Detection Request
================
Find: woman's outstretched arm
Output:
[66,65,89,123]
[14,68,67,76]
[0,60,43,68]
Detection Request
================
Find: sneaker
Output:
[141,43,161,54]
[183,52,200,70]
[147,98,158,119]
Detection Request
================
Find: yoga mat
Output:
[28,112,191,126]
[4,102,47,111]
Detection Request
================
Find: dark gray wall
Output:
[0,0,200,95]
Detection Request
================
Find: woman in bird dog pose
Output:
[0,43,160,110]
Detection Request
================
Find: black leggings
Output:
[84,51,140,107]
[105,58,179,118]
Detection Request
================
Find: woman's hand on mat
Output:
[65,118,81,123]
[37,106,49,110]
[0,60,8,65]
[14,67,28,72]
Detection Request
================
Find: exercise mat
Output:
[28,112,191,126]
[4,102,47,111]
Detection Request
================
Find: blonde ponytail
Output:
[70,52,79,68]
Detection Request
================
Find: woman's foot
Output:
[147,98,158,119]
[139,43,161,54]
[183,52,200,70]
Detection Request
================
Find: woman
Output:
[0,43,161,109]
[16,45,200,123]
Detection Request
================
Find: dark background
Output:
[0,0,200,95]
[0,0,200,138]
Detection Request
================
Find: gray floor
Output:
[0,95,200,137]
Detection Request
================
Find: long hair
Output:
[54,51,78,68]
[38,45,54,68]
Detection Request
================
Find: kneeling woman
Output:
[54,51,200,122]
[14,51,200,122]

:: Brief ::
Please format every line of the items above as a JSON list of strings, one string per line, leaving out blank lines.

:: Problem solution ::
[
  "Detection Request",
  "================",
  "Find: woman's outstretched arm",
  "Output:",
  "[66,65,89,123]",
  "[14,68,67,76]",
  "[0,60,43,68]",
  "Detection Request",
  "================",
  "Find: sneaker",
  "Output:",
  "[141,43,161,54]",
  "[183,52,200,70]",
  "[147,98,158,119]",
  "Detection Request",
  "================",
  "Find: yoga mat",
  "Output:",
  "[28,112,191,126]",
  "[4,102,47,111]",
  "Detection Request",
  "================",
  "Find: dark gray wall",
  "Output:",
  "[0,0,200,95]",
  "Detection Request",
  "================",
  "Find: woman in bird dog pose",
  "Output:",
  "[0,43,160,110]",
  "Detection Request",
  "================",
  "Find: black leggings",
  "Output:",
  "[84,51,140,107]",
  "[105,58,179,118]",
  "Detection Request",
  "================",
  "Find: woman's hand on mat",
  "Output:",
  "[65,118,81,123]",
  "[37,106,49,110]",
  "[0,60,8,65]",
  "[14,67,28,72]",
  "Detection Request",
  "================",
  "Find: exercise mat",
  "Output:",
  "[28,112,191,126]",
  "[4,102,47,111]",
  "Detection Request",
  "================",
  "Find: blonde ponytail",
  "Output:",
  "[70,52,79,68]",
  "Detection Request",
  "================",
  "Find: woman's foot",
  "Output:",
  "[147,98,158,119]",
  "[139,43,161,54]",
  "[183,52,200,70]",
  "Detection Request",
  "================",
  "Find: woman",
  "Output:",
  "[0,43,161,109]",
  "[16,45,200,123]",
  "Detection Request",
  "================",
  "Find: dark background",
  "Output:",
  "[0,0,200,95]",
  "[0,0,200,138]",
  "Detection Request",
  "================",
  "Find: gray floor",
  "Output:",
  "[0,95,200,137]",
  "Detection Request",
  "================",
  "Find: long hair",
  "Output:",
  "[54,51,78,68]",
  "[38,45,54,68]",
  "Detection Request",
  "================",
  "Find: kneeling woman",
  "Output:",
  "[54,51,200,122]",
  "[14,51,200,122]"
]